PROMPT —
Scan the lines below and report each one containing "chestnuts" by copying it.

Natural language region descriptions —
------------------------------------------------------------------------

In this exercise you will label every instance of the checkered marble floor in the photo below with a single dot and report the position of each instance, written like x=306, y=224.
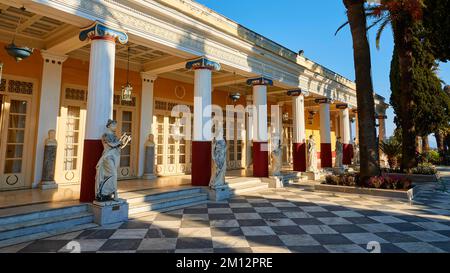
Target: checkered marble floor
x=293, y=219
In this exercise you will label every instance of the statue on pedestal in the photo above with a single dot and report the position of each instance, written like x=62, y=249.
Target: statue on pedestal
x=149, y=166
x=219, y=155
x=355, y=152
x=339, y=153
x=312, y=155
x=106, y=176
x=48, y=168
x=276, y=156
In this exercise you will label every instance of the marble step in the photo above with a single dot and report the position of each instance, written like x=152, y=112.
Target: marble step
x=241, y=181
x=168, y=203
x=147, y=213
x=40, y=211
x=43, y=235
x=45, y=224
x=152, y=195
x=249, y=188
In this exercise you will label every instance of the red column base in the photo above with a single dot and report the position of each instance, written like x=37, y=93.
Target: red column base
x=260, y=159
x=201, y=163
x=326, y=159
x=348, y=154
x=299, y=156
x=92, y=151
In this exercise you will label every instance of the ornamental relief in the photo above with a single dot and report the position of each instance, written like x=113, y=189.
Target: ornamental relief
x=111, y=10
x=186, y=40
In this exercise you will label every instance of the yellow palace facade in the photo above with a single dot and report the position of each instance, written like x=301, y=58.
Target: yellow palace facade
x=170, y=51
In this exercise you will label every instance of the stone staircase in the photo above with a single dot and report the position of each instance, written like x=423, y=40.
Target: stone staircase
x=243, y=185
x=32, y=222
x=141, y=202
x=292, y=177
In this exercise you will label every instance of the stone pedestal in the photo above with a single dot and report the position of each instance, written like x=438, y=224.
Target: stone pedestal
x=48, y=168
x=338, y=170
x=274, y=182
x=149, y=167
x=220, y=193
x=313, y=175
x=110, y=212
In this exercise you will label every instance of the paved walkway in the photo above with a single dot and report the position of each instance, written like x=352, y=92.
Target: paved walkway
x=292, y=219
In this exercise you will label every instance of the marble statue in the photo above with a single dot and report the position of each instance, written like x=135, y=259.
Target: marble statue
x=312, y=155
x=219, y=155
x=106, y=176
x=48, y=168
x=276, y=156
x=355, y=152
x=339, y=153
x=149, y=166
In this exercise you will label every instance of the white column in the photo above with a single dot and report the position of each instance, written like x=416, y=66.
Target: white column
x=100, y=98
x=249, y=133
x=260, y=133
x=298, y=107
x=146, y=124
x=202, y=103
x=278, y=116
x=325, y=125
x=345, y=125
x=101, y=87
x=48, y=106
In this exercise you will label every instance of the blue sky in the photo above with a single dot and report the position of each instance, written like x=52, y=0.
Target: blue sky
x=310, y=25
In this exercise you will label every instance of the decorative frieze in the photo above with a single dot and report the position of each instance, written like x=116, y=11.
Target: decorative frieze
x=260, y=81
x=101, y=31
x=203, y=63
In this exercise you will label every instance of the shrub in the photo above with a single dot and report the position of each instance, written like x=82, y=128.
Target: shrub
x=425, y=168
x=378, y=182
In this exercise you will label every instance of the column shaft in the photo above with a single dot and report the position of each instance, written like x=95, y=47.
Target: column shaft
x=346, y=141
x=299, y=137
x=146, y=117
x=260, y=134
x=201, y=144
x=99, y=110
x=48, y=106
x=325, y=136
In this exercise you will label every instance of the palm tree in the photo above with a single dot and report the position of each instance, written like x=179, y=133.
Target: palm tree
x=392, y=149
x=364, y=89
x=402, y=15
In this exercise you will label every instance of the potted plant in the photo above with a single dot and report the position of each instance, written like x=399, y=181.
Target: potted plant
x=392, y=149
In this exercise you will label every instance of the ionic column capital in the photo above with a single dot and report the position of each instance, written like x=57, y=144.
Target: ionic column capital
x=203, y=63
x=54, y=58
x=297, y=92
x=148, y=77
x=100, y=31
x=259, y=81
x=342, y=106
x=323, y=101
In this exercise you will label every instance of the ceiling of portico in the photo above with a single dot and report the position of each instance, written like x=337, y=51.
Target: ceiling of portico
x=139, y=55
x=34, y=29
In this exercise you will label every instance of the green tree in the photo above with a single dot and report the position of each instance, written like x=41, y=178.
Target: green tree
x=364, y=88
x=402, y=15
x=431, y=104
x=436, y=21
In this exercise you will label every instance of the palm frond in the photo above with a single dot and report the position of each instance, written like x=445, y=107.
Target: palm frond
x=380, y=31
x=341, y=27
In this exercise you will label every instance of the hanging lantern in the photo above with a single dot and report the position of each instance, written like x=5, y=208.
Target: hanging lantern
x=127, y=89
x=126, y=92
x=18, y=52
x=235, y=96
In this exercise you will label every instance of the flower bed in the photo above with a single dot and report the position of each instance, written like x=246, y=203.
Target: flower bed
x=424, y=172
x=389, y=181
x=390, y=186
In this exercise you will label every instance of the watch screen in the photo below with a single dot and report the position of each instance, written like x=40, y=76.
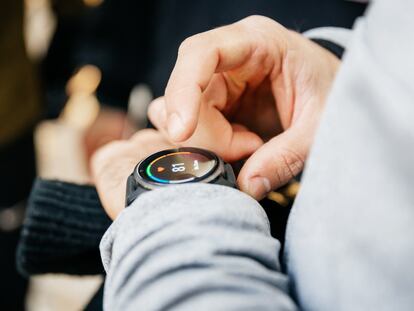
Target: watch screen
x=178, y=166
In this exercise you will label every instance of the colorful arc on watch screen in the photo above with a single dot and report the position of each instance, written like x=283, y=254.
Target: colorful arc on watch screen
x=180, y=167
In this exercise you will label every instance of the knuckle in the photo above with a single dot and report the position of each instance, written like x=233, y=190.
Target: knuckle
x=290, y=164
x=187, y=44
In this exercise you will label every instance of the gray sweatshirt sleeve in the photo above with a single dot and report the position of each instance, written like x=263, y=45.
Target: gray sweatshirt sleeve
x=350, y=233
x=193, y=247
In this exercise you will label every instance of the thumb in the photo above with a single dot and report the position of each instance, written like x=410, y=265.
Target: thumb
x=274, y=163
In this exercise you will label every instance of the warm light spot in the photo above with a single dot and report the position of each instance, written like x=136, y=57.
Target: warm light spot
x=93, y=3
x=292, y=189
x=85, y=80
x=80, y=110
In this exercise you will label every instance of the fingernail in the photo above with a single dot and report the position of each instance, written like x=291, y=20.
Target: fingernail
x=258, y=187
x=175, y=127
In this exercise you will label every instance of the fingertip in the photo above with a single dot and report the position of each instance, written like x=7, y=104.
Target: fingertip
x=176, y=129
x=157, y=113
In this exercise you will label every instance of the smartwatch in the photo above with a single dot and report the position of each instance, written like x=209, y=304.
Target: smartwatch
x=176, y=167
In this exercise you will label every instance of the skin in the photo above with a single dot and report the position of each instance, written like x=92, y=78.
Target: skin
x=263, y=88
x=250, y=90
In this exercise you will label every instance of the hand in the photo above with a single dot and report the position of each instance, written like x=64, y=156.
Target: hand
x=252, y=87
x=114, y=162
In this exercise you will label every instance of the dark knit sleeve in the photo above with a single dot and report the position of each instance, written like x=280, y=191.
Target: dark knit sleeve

------------------------------------------------------------------------

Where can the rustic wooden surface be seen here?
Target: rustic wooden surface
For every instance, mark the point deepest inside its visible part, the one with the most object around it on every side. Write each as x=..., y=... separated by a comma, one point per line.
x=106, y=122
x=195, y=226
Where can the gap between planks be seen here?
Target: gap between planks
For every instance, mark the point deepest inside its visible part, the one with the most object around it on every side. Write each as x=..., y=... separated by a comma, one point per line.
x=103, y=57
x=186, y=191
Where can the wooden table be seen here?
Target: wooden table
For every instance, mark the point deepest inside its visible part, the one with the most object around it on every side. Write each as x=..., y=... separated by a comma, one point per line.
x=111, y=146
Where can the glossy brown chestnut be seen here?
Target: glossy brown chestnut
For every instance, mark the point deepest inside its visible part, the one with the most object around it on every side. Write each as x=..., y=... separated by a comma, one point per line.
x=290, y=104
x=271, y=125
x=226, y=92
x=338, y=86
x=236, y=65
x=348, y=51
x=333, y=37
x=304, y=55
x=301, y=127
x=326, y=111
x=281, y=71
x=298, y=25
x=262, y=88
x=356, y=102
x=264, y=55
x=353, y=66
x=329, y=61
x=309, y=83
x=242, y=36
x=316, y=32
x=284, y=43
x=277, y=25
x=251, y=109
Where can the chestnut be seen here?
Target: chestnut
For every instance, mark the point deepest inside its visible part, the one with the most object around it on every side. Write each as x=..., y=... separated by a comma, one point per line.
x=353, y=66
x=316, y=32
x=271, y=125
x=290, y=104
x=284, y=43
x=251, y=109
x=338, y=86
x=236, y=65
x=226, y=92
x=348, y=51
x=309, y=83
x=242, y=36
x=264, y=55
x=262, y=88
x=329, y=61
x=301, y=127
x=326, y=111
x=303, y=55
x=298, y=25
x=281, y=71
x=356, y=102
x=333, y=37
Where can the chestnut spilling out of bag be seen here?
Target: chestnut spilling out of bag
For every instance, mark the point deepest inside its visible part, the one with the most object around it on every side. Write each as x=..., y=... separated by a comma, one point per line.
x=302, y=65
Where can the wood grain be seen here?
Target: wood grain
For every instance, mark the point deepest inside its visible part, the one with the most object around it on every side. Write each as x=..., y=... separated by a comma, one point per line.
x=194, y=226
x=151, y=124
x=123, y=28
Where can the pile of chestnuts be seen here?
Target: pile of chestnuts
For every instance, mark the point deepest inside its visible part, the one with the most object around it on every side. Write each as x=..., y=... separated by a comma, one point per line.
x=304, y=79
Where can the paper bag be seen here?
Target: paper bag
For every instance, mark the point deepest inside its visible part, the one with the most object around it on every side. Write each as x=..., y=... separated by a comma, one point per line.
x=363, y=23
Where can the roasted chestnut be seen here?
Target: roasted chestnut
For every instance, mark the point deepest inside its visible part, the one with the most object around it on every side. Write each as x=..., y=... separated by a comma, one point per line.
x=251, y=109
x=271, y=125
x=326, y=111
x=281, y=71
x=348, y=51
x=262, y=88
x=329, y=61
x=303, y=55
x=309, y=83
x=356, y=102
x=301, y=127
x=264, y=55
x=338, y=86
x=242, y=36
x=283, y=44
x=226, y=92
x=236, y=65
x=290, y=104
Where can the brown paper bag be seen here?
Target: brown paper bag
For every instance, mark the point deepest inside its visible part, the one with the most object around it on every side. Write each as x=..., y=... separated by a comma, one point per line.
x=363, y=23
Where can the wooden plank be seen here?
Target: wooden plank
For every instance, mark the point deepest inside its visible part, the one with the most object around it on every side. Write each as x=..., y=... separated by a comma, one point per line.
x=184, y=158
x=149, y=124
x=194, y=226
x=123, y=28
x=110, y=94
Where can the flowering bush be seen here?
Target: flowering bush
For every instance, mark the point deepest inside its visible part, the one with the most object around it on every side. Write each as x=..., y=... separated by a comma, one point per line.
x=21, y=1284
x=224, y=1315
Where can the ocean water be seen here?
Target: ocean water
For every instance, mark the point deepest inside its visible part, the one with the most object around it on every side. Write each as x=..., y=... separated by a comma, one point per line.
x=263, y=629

------------------------------------------------------------------------

EXERCISE SOLUTION —
Where can the pile of chestnuts be seen here?
Target: pile of chestnuts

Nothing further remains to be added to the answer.